Source records:
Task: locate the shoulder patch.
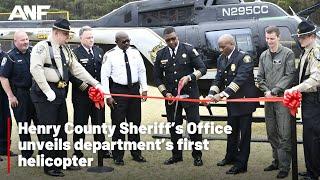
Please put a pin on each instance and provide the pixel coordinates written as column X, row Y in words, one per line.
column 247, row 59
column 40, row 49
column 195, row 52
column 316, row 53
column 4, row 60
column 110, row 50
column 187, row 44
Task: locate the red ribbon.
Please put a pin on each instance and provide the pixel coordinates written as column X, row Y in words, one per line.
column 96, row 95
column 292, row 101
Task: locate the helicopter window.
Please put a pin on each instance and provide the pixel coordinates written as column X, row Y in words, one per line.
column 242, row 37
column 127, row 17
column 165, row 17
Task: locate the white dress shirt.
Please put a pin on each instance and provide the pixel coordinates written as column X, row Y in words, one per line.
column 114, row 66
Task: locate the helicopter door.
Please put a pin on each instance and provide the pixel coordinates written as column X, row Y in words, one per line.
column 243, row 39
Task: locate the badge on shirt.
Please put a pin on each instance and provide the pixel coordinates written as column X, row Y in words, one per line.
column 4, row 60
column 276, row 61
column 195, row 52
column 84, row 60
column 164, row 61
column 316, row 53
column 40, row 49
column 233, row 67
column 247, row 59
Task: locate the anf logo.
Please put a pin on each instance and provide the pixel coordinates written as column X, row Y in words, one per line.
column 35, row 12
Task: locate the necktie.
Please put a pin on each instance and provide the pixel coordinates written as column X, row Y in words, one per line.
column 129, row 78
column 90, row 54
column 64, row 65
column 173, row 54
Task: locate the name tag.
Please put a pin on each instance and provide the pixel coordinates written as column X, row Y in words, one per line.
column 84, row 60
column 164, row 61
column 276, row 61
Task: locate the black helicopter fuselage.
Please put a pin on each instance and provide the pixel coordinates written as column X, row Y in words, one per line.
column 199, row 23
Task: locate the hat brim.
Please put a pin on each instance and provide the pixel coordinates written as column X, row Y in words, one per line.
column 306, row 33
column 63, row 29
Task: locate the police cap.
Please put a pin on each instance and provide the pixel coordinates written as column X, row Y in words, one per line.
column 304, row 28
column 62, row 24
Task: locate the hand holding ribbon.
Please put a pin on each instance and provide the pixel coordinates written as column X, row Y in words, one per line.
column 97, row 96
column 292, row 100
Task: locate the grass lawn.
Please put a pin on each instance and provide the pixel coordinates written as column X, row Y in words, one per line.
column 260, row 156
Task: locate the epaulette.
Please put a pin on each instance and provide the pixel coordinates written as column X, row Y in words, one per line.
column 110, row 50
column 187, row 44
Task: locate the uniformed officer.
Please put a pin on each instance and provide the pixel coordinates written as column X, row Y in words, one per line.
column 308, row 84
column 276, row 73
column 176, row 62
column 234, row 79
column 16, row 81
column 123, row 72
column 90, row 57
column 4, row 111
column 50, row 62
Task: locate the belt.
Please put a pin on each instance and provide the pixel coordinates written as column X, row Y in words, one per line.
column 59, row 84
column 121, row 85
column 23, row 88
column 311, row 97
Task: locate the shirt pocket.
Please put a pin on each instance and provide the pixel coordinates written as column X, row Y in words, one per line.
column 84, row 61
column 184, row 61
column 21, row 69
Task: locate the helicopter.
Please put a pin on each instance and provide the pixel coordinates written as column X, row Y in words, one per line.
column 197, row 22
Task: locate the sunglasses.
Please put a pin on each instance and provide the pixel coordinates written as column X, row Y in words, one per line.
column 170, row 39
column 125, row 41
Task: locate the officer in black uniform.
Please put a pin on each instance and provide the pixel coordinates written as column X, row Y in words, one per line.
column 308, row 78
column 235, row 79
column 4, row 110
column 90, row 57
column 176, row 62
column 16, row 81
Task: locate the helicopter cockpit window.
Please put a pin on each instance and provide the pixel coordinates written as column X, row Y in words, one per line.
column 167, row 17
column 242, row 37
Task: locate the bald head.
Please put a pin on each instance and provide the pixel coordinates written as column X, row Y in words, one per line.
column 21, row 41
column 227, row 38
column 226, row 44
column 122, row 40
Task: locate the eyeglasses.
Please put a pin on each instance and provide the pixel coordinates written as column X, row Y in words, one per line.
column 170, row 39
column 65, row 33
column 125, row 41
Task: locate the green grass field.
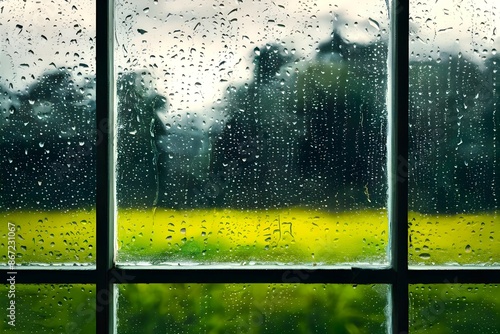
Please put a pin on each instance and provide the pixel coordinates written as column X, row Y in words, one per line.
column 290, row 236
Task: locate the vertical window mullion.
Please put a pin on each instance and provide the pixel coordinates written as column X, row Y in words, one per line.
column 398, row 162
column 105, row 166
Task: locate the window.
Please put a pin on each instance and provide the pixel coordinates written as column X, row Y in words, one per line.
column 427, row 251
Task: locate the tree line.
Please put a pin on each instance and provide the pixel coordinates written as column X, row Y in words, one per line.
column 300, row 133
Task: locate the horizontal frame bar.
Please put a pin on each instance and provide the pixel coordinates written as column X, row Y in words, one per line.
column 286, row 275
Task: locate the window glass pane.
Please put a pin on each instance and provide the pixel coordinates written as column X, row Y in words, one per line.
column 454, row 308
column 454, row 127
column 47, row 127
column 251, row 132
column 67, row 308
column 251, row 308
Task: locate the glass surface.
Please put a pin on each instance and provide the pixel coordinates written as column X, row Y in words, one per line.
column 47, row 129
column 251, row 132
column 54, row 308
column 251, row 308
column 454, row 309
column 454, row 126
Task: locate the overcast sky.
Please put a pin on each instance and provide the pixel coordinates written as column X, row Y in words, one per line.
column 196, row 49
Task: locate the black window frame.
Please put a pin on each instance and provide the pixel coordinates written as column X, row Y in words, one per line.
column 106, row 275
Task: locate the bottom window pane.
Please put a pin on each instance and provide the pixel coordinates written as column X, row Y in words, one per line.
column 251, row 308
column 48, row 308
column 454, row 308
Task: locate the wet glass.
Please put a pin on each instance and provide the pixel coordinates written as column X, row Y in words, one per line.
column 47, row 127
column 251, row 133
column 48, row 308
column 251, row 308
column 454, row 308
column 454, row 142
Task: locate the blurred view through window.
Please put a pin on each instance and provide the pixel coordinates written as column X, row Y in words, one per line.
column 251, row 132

# TASK OBJECTIVE:
Please repeat all of the data exactly as it stands, leaving the pictures out.

# ANSWER FOR THIS EXERCISE:
Task: locate the shoulder patch.
Please put a pin on each instance and provide the pixel coordinates written as column X, row Y in words, one per line.
column 247, row 59
column 40, row 49
column 195, row 52
column 316, row 53
column 4, row 60
column 110, row 50
column 187, row 44
Task: locate the red ribbon.
Please put a pin on each instance and provide the pixel coordinates written as column X, row Y in words, one per line.
column 96, row 95
column 292, row 101
Task: locate the helicopter window.
Please put a pin on each instance and provide the pixel coordinates written as column X, row Y in words, one per line.
column 242, row 37
column 127, row 17
column 165, row 17
Task: locate the white dress shirt.
Please put a pin on each instance and provide the pixel coordinates written as column X, row Y in words, one per line.
column 114, row 66
Task: locate the helicopter door.
Please put a pin on each instance and provide the pixel coordinates written as column X, row Y in words, one per line.
column 243, row 39
Task: locate the badge on shirt.
Please put a pin on each instance and provide the pixel coordinates written as column X, row Y in words, one per line.
column 4, row 60
column 276, row 61
column 195, row 52
column 84, row 60
column 164, row 61
column 316, row 53
column 40, row 49
column 233, row 67
column 247, row 59
Task: locate the anf logo.
Please put a pin on each instance and provide the pixel coordinates written as column X, row Y in words, one per line.
column 35, row 12
Task: locate the necktie.
Please put a pin on each instance and provide the pixel coordinates written as column X, row Y in words, one per line.
column 129, row 78
column 90, row 54
column 64, row 65
column 173, row 54
Task: locate the name tag.
Please put a pin on each instance and provide the pixel coordinates written as column X, row Y in words, one per line.
column 84, row 60
column 164, row 61
column 276, row 61
Task: locate the black helicopter fuselage.
Please put a pin on each instance and provide the pixel coordinates written as column X, row Y in words, one per line.
column 199, row 23
Task: locate the hat brim.
Please put a pin on each instance and provide the pixel coordinates written as column X, row Y in words, one per line.
column 306, row 33
column 63, row 29
Task: locate the police cap.
Please put a pin on each instance and provide the pixel coordinates written as column X, row Y in words, one per line.
column 304, row 28
column 62, row 24
Task: locate the hand holding ribbon.
Please put a pin on each instance and provide the pixel coordinates written as column X, row Y in words, one per line.
column 97, row 96
column 292, row 100
Task: locate the grass lawn.
Please put a pin on each instance and provide the pixel coordinates written as column X, row Y in words, one per line.
column 260, row 156
Task: locate the epaulette.
Please put a pin on each instance and provide the pixel coordinates written as column X, row Y in words, one per line.
column 110, row 50
column 187, row 44
Task: locate the uniformed officer.
Please put a pin on each instance and provide the pixel coordinates written as column X, row Y in words, one per line.
column 308, row 84
column 276, row 73
column 176, row 62
column 234, row 79
column 16, row 81
column 123, row 72
column 90, row 57
column 4, row 111
column 50, row 62
Task: locate the belt.
Please put a pin on each instance and provide the pixel coordinates written as column X, row Y in words, one per line.
column 59, row 84
column 121, row 85
column 23, row 88
column 311, row 97
Task: locate the shirt pocket.
Please put a pin on each instance and provide the pixel coordinates written as column X, row Y in words, one per line.
column 84, row 61
column 184, row 61
column 21, row 69
Task: locate the helicopter.
Please put a pin on each instance and provide the pixel coordinates written as column X, row Y in words, one per line.
column 197, row 22
Task: locate the sunglasses.
Please put a pin on each instance and provide the pixel coordinates written as column X, row Y in words, one per line.
column 170, row 39
column 125, row 41
Task: locate the officer in black uniform.
Please put a pin on each instance and provide the pixel coordinates written as column X, row Y in words, one per line.
column 308, row 78
column 235, row 79
column 4, row 110
column 90, row 57
column 176, row 62
column 16, row 81
Task: locate the helicopter cockpit window.
Please put a pin on each instance and provide the pixel coordinates written as column X, row Y in words, one per line.
column 167, row 17
column 242, row 37
Task: locate the bald head.
Please put a pin on each instance and provide the pixel coordinates written as column X, row Y in words, one per line.
column 21, row 41
column 227, row 38
column 226, row 44
column 122, row 40
Task: locate the eyeglasses.
Please put a pin on each instance and provide the pixel coordinates written as column X, row Y in words, one per line.
column 170, row 39
column 65, row 33
column 125, row 41
Task: locate the green grass field.
Please put a pin on each instance and provide the pixel coordinates written as column X, row Y in words, one per line.
column 290, row 236
Task: locate the vertical window mullion.
Please put a pin on each instance and provide the pixel coordinates written as column X, row Y in words, one per line.
column 398, row 162
column 105, row 166
Task: locate the window.
Please put a pin on each instance and provide the pixel coordinates written as column X, row Y in words, one per line.
column 427, row 251
Task: locate the tree line.
Please put a pin on each instance and provide the pixel coordinates written as column X, row Y in words, one per line.
column 300, row 133
Task: locate the horizontal frame bar.
Please put a pin on each instance and provide the pixel coordinates written as column X, row Y in words, one per line.
column 286, row 275
Task: locate the window glass pane.
Please put a pin on each instance and provide the pixel coordinates written as column X, row Y in words, one per line.
column 454, row 308
column 454, row 127
column 47, row 127
column 251, row 132
column 67, row 308
column 251, row 308
Task: locate the glass surface.
Please put a pin on each instance and provide the pixel coordinates written as column X, row Y in words, one per line.
column 47, row 129
column 251, row 132
column 54, row 308
column 251, row 308
column 454, row 309
column 454, row 126
Task: locate the overcast sky.
Please put a pin on each instance and provide the pixel coordinates written as column X, row Y in words, one per line.
column 196, row 49
Task: locate the black window frame.
Please put a pin on each instance and provide the pixel coordinates written as column X, row Y in words, one per line.
column 106, row 275
Task: locate the bottom window pane.
Please put a pin on each instance and provide the pixel coordinates written as column X, row Y in words, one per line.
column 251, row 308
column 48, row 308
column 454, row 308
Task: locate the wet glass.
Please put a pin on each instance and provide the pixel coordinates written as column X, row Y in words, one per line.
column 47, row 127
column 251, row 133
column 48, row 308
column 251, row 308
column 454, row 308
column 454, row 142
Task: locate the blurred view through window.
Please put a pin on each instance and provide the pixel coordinates written as column X, row Y in words, one per line.
column 251, row 132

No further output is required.